What this exercise asks
A – List every person named in the text on Athenian democracy that follows.
B – Using the text on Athenian democracy below, decide whether each statement agrees with it. Answer yes or no and quote the words that settle it.
(i) Trials in Athens were decided by juries of 500.
(ii) Greek citizens thought of themselves mainly as individuals.
(iii) The Greeks rotated their religious clerics.
C – Pick up the text on Athenian democracy below after its last sentence and carry it on.

Document text
Decisions in democratic Athens were made in public assemblies. These assemblies appointed officials, generals, and decided on the questions of taxation and war. Every year 6,000 people became the effective government. They were divided into groups of 500. These people were citizens who were chosen at random and made all decisions of government that included trials by juries of 500. Judges were mere secretaries who took notes and followed the orders of the 500 who were charged with making the final decisions.
The consciousness of the Greek citizen in these societies was completely different from what it is today in the United States. Greek citizens didn’t think of themselves as individuals, but as people who were a part of society as a whole. This meant that everyone’s rights were respected. Those who felt they were in any way better than anyone else were ridiculed harshly.
Materialism vs. idealism
The Marxist George Novack also wrote about Athenian democracy in his books Origins of Materialism and Democracy and Revolution. Novack argued that the two principal schools of philosophy are materialism, vs. idealism. Materialism argues that all thought comes from the material world. Idealism argues that the mind operates independently from material reality. Therefore idealists argue that God exists even though there is no physical evidence of this.
The debate between idealism and materialism took place in ancient Athens. Materialists were able to make scientific innovations because of their study of science. Materialists also studied the events of their times without any preconceived ideas of what should or should not be reported.
Idealists also made legitimate criticisms of the materialists. Clearly the Athenians did not have the knowledge we have today which led the materialists to make errors. However, the Athenian materialists were the ones who first recognized that all matter was made up of tiny particles. Centuries later Albert Einstein confirmed this theory and labeled these tiny particles atoms.
We should also recognize that the Greeks of this time were deeply religious. However, the religions of those days attempted to explain the world as it was and not to argue that a supernatural being was responsible for all creation. The Greeks rotated their religious clerics as they rotated their government officials. This idea that everyone participated in government and religion led C. L. R. James to title his article, Every Cook Can Govern.

Listed records
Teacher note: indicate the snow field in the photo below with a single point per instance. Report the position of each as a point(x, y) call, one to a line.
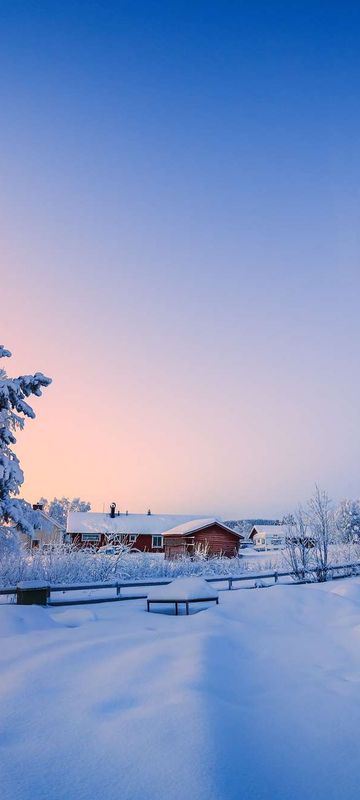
point(257, 698)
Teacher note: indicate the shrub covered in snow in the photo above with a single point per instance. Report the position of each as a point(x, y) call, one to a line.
point(64, 564)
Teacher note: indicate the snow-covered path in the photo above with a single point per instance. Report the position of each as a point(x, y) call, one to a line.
point(257, 698)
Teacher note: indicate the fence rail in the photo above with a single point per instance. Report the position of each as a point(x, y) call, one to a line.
point(42, 592)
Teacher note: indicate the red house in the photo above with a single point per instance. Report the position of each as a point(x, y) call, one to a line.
point(143, 531)
point(210, 534)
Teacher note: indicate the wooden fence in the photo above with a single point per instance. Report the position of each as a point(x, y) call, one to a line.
point(41, 593)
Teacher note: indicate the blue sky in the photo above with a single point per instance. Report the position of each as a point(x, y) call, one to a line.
point(180, 202)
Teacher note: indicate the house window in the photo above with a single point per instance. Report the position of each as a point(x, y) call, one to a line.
point(157, 541)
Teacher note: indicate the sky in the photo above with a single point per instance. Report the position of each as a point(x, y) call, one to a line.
point(179, 228)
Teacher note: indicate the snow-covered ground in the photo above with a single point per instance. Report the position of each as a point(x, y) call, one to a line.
point(257, 698)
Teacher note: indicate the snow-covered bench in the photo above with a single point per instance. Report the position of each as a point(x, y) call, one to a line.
point(185, 591)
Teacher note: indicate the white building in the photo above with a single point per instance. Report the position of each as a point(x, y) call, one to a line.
point(268, 537)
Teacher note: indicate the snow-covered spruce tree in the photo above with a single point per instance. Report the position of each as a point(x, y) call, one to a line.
point(348, 520)
point(13, 411)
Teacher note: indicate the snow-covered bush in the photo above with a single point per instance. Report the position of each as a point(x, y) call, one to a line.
point(66, 564)
point(59, 507)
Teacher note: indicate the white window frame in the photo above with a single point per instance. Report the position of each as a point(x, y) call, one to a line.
point(157, 546)
point(90, 537)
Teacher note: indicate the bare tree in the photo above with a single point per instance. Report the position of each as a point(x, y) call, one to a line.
point(297, 551)
point(321, 523)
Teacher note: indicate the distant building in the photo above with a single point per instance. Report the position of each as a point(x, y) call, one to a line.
point(143, 532)
point(50, 532)
point(268, 537)
point(210, 534)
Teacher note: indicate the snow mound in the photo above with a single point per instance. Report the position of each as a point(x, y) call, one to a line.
point(74, 617)
point(23, 619)
point(183, 589)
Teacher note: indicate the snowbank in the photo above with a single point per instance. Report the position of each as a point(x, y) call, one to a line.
point(183, 589)
point(259, 699)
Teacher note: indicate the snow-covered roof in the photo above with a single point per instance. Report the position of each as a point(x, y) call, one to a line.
point(269, 530)
point(93, 522)
point(49, 521)
point(194, 525)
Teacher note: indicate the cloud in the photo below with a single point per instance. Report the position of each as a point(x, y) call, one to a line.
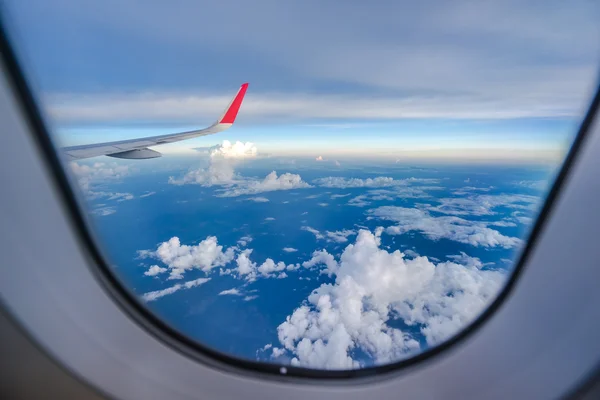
point(104, 211)
point(232, 292)
point(373, 287)
point(339, 236)
point(380, 181)
point(89, 176)
point(539, 184)
point(180, 258)
point(322, 257)
point(468, 261)
point(484, 204)
point(359, 201)
point(155, 270)
point(221, 169)
point(270, 183)
point(244, 240)
point(314, 231)
point(258, 199)
point(331, 236)
point(151, 296)
point(245, 267)
point(236, 150)
point(269, 267)
point(457, 229)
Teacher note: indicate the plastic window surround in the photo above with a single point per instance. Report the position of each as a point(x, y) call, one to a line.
point(165, 334)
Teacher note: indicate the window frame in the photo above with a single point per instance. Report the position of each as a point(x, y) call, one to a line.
point(67, 209)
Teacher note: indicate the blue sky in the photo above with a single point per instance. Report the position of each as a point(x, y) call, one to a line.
point(432, 79)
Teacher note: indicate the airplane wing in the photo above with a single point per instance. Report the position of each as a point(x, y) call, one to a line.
point(138, 148)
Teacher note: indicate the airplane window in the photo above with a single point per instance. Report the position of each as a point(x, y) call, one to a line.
point(361, 201)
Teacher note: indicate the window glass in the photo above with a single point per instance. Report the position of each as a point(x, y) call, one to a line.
point(379, 183)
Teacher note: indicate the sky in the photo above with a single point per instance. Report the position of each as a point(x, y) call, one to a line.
point(459, 80)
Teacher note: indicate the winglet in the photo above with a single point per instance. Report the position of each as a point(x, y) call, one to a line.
point(233, 108)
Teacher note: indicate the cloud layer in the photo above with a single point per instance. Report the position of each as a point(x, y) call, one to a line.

Numbered responses
A –
George Novack
Albert Einstein
C. L. R. James

B –
(i) Yes: "trials by juries of 500"
(ii) No: "Greek citizens didn’t think of themselves as individuals, but as people who were a part of society as a whole."
(iii) Yes: "The Greeks rotated their religious clerics as they rotated their government officials."

C –
Democracy before the Athenians
In my readings of history I’ve found that many aspects of Athenian democracy were not new. What was new was the fact that the Greeks of that era made a somewhat thorough written record of their world. Of the developed societies of their era, the Athenians were ones who best utilized democratic norms.
Throughout most history human beings lived in communal societies. We know of these societies from the writers who studied tribal people from all over the world. In these societies decisions were made through discussions and leaders were chosen and removed through these discussions.
Unlike Greek democracy, we know that women experienced much more equality in these societies. Lewis Henry Morgan wrote about the real political power women had in his studies of the Iroquois who lived in what is now the state of New York.
The opportunity to establish a true democracy
Looking at history from this perspective we can appreciate George Novack’s statement about the reality of the so-called “democracy” in the United States. Novack argued:
“A system in which the people do not control the most important decisions and actions of the government, their economy, their welfare or the course of their lives can hardly be considered genuinely democratic. It can be more precisely defined as a plutocracy dressed in democratic disguise.” A plutocracy is a government that serves the interests of the affluent.
Looking at history from this perspective, we can see how working people have the potential to transform the nations of the world into a genuine democracy.